Set task
Convert the lines of the material below into a numbered list, omitting any blank lines. Leave the pictures out of the list.

Exercise input
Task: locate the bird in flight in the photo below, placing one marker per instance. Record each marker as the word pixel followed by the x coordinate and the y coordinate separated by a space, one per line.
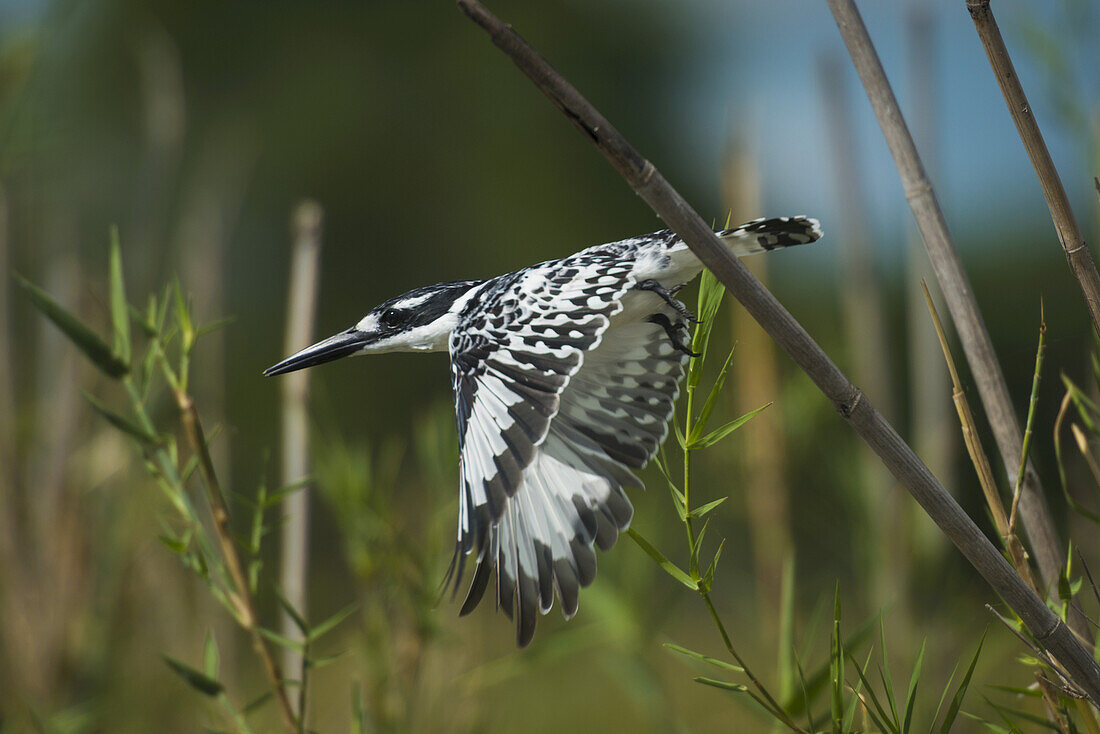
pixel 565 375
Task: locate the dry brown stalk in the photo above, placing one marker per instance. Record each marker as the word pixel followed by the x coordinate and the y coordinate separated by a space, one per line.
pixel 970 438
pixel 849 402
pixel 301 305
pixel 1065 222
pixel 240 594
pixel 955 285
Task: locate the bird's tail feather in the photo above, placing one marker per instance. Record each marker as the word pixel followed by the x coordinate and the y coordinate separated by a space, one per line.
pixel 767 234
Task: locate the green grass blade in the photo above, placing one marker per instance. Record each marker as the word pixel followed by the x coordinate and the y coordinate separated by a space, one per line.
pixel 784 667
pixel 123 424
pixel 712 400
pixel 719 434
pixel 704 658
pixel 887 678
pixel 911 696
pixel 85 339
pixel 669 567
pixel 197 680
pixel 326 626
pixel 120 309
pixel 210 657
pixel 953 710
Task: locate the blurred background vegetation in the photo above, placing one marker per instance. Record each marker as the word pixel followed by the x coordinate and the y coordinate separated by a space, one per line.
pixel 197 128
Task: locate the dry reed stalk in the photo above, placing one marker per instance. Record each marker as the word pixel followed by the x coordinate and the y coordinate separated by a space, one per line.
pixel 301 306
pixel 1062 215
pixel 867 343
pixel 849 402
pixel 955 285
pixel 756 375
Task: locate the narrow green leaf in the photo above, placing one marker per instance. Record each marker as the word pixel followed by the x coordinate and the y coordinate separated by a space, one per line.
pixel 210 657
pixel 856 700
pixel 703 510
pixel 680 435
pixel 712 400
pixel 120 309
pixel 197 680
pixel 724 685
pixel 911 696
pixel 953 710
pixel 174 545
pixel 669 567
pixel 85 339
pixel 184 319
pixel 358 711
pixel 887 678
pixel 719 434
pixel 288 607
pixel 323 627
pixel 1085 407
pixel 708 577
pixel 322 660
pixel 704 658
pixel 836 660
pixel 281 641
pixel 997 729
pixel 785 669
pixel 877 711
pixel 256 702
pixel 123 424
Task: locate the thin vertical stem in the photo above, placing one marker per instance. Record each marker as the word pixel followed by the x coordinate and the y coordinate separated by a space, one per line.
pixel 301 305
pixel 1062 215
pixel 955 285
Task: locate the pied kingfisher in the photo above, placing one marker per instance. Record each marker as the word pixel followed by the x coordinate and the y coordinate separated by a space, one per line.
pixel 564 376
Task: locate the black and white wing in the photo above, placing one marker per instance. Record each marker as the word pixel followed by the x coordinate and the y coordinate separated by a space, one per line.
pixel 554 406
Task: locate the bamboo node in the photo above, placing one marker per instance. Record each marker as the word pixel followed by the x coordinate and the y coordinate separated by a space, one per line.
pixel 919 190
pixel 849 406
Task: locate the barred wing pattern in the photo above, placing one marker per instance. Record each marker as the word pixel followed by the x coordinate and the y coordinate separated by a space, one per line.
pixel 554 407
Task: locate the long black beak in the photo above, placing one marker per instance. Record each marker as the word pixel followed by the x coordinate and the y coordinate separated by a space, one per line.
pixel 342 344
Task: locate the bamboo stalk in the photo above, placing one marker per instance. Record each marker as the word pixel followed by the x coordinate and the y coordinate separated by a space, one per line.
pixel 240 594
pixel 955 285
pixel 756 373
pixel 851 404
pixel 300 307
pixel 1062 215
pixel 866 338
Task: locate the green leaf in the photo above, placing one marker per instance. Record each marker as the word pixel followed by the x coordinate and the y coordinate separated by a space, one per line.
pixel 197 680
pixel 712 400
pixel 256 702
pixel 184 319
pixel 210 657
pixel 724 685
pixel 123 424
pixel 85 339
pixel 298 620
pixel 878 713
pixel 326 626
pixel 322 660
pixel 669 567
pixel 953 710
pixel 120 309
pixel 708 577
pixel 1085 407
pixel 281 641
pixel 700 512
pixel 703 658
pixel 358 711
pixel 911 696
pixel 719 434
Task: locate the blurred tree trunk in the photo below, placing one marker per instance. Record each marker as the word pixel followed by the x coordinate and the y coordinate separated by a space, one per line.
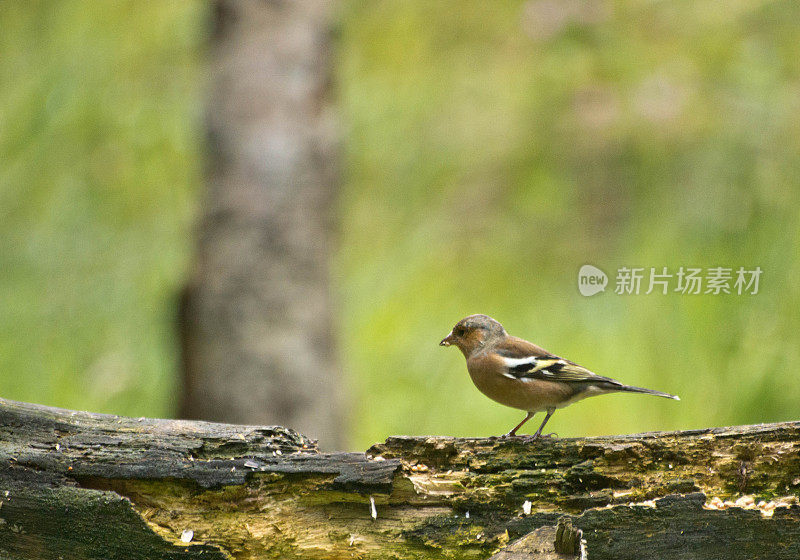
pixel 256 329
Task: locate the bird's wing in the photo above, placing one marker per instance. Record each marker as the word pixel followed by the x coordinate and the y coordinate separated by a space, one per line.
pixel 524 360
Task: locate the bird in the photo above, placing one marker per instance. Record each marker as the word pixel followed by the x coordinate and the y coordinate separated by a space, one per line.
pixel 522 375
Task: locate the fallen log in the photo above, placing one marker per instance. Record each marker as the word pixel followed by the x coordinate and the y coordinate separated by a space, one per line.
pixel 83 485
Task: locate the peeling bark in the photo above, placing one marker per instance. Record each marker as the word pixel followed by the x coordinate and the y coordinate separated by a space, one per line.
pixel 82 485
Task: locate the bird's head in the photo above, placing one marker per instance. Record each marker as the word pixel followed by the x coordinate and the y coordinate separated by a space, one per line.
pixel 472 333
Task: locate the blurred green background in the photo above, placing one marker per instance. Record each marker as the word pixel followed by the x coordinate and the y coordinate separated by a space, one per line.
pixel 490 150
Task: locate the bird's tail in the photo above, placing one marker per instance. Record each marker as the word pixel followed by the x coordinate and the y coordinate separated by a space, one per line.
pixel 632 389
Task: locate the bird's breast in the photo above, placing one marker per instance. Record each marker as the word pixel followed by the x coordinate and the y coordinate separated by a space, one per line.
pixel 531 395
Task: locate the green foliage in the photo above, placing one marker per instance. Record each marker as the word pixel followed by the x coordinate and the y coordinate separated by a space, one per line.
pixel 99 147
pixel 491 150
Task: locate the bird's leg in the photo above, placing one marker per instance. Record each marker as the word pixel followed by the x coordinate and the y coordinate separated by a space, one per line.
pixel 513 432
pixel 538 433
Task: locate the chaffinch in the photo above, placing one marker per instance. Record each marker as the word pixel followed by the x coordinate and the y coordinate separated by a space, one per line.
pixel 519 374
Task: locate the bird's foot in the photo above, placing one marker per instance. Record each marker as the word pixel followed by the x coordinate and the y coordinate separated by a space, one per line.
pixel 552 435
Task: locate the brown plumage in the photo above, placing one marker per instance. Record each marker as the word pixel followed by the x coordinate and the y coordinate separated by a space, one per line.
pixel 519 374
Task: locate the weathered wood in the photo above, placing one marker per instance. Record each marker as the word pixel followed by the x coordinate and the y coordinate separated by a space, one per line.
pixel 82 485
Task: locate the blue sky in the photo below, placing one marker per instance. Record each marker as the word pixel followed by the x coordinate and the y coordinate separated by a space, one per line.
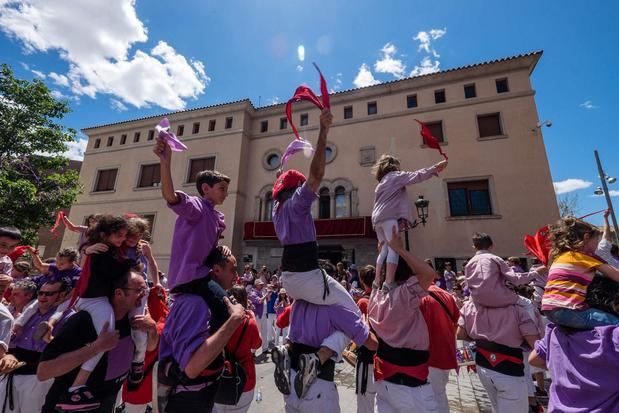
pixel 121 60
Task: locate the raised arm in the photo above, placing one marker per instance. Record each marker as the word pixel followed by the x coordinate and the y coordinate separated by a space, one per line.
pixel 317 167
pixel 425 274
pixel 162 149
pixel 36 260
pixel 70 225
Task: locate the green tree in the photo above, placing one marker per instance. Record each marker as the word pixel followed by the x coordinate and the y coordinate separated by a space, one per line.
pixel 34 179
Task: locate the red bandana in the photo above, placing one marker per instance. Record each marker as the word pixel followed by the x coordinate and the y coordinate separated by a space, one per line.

Problem solution
1. Task: locate the bird in flight in the photo below, placing one marker per instance. Record each marker as the word pixel followed by the x coordinate and the y coordinate separated by a space, one per line.
2. pixel 565 375
3. Task: locate the dry brown stalk in the photo above, placing one marker per instance. Record each marker as the word pixel followed by the x coordinate and the y coordinate separated by a space, one per line.
4. pixel 970 438
5. pixel 849 402
6. pixel 301 305
7. pixel 1065 222
8. pixel 240 594
9. pixel 955 285
10. Task: locate the bird's tail feather in the photo above, placing one marker per instance. Record each marker as the word pixel followed by the x coordinate and the y coordinate separated by a space, one per line.
11. pixel 767 234
12. Task: locate the green grass blade in the photo above, placing one marker per instance. Record each marker as the word pixel followed by the x coordinate and the y coordinate separated by a space, one per line.
13. pixel 784 667
14. pixel 123 424
15. pixel 712 400
16. pixel 719 434
17. pixel 704 658
18. pixel 887 678
19. pixel 911 696
20. pixel 85 339
21. pixel 669 567
22. pixel 197 680
23. pixel 326 626
24. pixel 120 309
25. pixel 210 657
26. pixel 953 710
27. Task: locate the blurred background vegetation in the photo above, placing one marker per instance. Record each marker as the word pixel followed by the x coordinate and the y coordinate separated by a space, one per line.
28. pixel 197 128
29. Task: locate the dry reed stalk in the photo above, placing one marker per instance. Record each marker as the word pixel followed by the x coordinate and the y coordinate separated by a space, one per line.
30. pixel 301 306
31. pixel 1062 215
32. pixel 867 343
33. pixel 849 402
34. pixel 955 285
35. pixel 756 375
36. Task: locate the narrow green leaf in the photo above, placing one marker per instance. Record each marker as the word pixel followed by the x coordinate and the y coordinate separated by a space, one per line.
37. pixel 210 657
38. pixel 856 700
39. pixel 703 510
40. pixel 680 435
41. pixel 712 400
42. pixel 120 309
43. pixel 197 680
44. pixel 724 685
45. pixel 911 696
46. pixel 953 710
47. pixel 174 545
48. pixel 669 567
49. pixel 85 339
50. pixel 184 319
51. pixel 358 711
52. pixel 887 678
53. pixel 719 434
54. pixel 288 607
55. pixel 323 627
56. pixel 1085 407
57. pixel 708 577
58. pixel 322 660
59. pixel 704 658
60. pixel 836 660
61. pixel 281 641
62. pixel 997 729
63. pixel 785 669
64. pixel 877 711
65. pixel 256 702
66. pixel 123 424
67. Task: locate the thin vertical stem in the photo above, placing one marker per instance. Record each marker as the word pixel followed by the x coordinate and the y coordinate separated by a space, one per line.
68. pixel 301 305
69. pixel 1062 215
70. pixel 955 285
71. Task: locate the pied kingfisher in the photo above, placing one marker per instance. Record each marker as the word pixel followed by the x coordinate and the y coordinate separated by a space, one per line.
72. pixel 564 376
73. Task: locate the black and white wing in the photo above, placing one marker per instance. Record each marker as the word pixel followed by the x coordinate and the y coordinate separated by a space, one per line.
74. pixel 554 406
75. Task: locate the bamboo node in the photo above, placing one marker per instance. Record each marker as the word pixel followed by the x coordinate and the y coordinate separated by a space, one per line.
76. pixel 919 190
77. pixel 849 406
78. Task: locate the barred wing pattern in the photo above, placing one marker per instance. Record each marker as the word pixel followed by the x coordinate and the y coordinate separated by a space, one per line.
79. pixel 554 407
80. Task: locate the long black beak in the photo above, placing one marker per instance. Record each marker as the word pixel followed by the x coordinate and the y coordinate separated by a space, one per line.
81. pixel 342 344
82. Task: locate the bamboo stalk in the photo above, placing one marker per instance. Record each marker as the word pixel followed by the x coordinate and the y coordinate separated by a space, one per line.
83. pixel 240 594
84. pixel 955 285
85. pixel 756 373
86. pixel 851 404
87. pixel 300 307
88. pixel 1062 215
89. pixel 866 338
90. Task: locate the green leaf in the photo above, placing one marker per instance. Record each marker as the word pixel followed by the x coordinate and the y coordinate separated by a space, one per line.
91. pixel 197 680
92. pixel 712 400
93. pixel 256 702
94. pixel 184 319
95. pixel 210 657
96. pixel 724 685
97. pixel 123 424
98. pixel 85 339
99. pixel 298 620
100. pixel 878 713
101. pixel 326 626
102. pixel 322 660
103. pixel 669 567
104. pixel 953 710
105. pixel 120 309
106. pixel 708 577
107. pixel 1085 407
108. pixel 281 641
109. pixel 700 512
110. pixel 703 658
111. pixel 358 711
112. pixel 911 696
113. pixel 719 434
114. Task: locate the blurred tree trunk in the photo below, placing one marker per instance. Record each marker as the word pixel followed by the x coordinate and the y coordinate separated by a space, one per line.
115. pixel 256 329
116. Task: locate the bird's wing in the photo above, placing one marker per instance. Record each marker as the word pixel followed by the x coordinate and the y coordinate separated by a space, one per line.
117. pixel 524 360
118. Task: locate the bird in the photo above, placing one marker per instance. Record each marker as the word pixel followed by the x coordinate and the y coordinate separated by a space, one per line.
119. pixel 522 375
120. Task: locate the fallen log in the photo above, placing one marker per instance. Record each marker as the word pixel followed by the x coordinate and the y coordinate separated by a space, one per line.
121. pixel 83 485
122. Task: locate the peeling bark in the photo above, placing one marker per instance. Record each marker as the word pixel followed by the x coordinate and the y coordinate separated by a space, one per line.
123. pixel 82 485
124. Task: locate the bird's head in the photo above, placing one marker per instance. Record each marker as the word pixel followed by the x coordinate and the y coordinate separated by a space, one per line.
125. pixel 472 333
126. Task: locate the blurred green background in the photo above, placing one marker per instance. Record each marker as the word pixel followed by the x coordinate and the y coordinate separated by a space, one per line.
127. pixel 490 150
128. Task: locate the bird's tail in the photo above, placing one marker per instance. Record each marker as the word pixel followed by the x coordinate and the y coordinate separated by a space, one per line.
129. pixel 632 389
130. Task: locate the bird's breast in the photo above, placing one marker per instance. Record each marker as the word pixel followed by the x coordinate and the y coordinate separated by a space, one per line.
131. pixel 531 395
132. Task: locate the green foliage in the photo above, placing one marker per instance. Record each marker as the word pixel followed by the x coordinate and the y coordinate separated by a space, one per line.
133. pixel 99 147
134. pixel 491 150
135. Task: locate the bird's leg in the photo above, placing one marker per instance. Record each marker as the word pixel followed by the x coordinate and the y coordinate separated by a space, one per line.
136. pixel 513 432
137. pixel 538 433
138. Task: locate the chaffinch in the photo above, placing one marker per instance. Record each marker as the word pixel followed by the x coordinate and the y coordinate separated by a space, one per line.
139. pixel 519 374
140. Task: locate the bird's foot in the photo above, placing one marker per instance. Record each marker as the word pixel followed by the x coordinate and the y coordinate separated by a space, one per line.
141. pixel 552 435
142. Task: locate the brown plumage in the photo above, placing one marker per instance. Record each marker as the word pixel followed by the x coordinate and the y coordinate separated by a space, one per line.
143. pixel 519 374
144. Task: locate the weathered wood in the photo above, placing one marker per instance. Record each marker as the word pixel followed by the x coordinate and the y coordinate separated by a space, one per line.
145. pixel 82 485
146. Task: locate the blue sky in the photo below, placing one marker per instance. Record each marker as the word pixel followed by the x coordinate and the y coordinate separated by a space, one per line.
147. pixel 121 60
148. Task: locate the raised arm in the photo above, placing one marker per instance. Record each marker as the word pixel followed by the x coordinate and the y coordinate separated by a space, one per line.
149. pixel 317 167
150. pixel 425 274
151. pixel 162 149
152. pixel 36 260
153. pixel 70 225
154. Task: locate the green tree in the photo above, placing one marker per instance. Record each marker as the word pixel followed by the x coordinate and the y coordinate separated by a space, one per line.
155. pixel 34 179
156. Task: locate the red bandana in the photo above, placing one marker per instance. Record each marker as the word pixel followed by the x coordinate and the y coordinate separated by a space, one per line.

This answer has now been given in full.